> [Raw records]
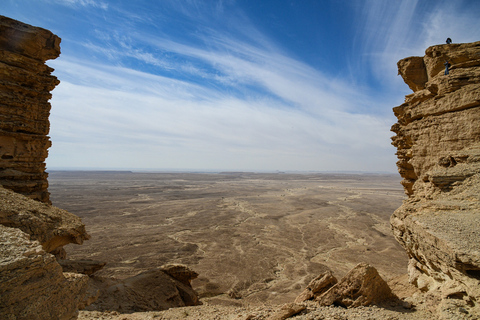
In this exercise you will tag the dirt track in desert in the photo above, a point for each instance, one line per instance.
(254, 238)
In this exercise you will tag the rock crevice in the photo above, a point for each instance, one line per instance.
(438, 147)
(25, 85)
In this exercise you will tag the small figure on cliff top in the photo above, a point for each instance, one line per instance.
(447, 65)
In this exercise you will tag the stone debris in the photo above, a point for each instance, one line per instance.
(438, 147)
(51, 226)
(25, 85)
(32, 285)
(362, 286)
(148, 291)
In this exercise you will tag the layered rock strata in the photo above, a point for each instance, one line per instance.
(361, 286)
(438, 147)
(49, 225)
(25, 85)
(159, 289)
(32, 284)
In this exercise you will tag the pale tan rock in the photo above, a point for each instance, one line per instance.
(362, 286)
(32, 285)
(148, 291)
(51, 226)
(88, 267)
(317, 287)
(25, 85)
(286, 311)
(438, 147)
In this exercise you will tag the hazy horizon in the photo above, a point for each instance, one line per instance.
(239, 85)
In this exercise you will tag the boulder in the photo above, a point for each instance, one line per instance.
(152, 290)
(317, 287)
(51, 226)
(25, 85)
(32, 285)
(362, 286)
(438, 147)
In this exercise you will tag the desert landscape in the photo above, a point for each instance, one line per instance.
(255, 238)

* * *

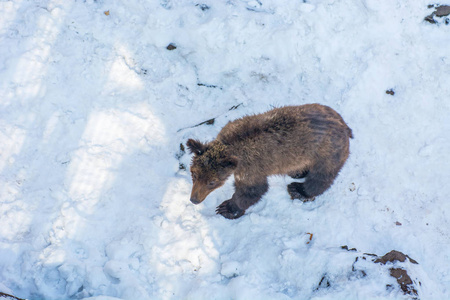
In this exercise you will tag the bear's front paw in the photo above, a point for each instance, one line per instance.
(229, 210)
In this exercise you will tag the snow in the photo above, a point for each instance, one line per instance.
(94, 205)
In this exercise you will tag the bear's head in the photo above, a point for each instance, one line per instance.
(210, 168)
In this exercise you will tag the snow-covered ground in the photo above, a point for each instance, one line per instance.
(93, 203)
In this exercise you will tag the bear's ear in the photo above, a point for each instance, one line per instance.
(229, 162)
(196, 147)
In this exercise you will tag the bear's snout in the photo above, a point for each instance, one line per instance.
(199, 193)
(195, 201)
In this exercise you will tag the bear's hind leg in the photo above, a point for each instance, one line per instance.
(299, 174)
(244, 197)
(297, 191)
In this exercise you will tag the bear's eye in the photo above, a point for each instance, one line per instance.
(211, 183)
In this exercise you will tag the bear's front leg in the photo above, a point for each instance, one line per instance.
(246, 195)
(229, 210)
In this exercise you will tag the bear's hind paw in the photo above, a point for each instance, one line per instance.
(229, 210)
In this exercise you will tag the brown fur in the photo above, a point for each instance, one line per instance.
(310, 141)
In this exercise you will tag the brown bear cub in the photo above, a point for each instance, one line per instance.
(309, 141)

--

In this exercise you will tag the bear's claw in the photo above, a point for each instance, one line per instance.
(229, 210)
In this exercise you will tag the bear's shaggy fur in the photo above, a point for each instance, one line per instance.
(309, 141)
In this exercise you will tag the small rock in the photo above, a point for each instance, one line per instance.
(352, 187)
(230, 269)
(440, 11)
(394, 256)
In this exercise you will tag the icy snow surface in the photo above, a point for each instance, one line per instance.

> [What is required]
Pull out each line of the entries above that contains the word "desert", and copy those lines unchanged.

> [In response]
In this exercise you will tag the dirt track in desert in the photo above, a point for each instance, one line per instance.
In this exercise you will tag the desert landscape in the photo above, a point for each instance, one line per instance.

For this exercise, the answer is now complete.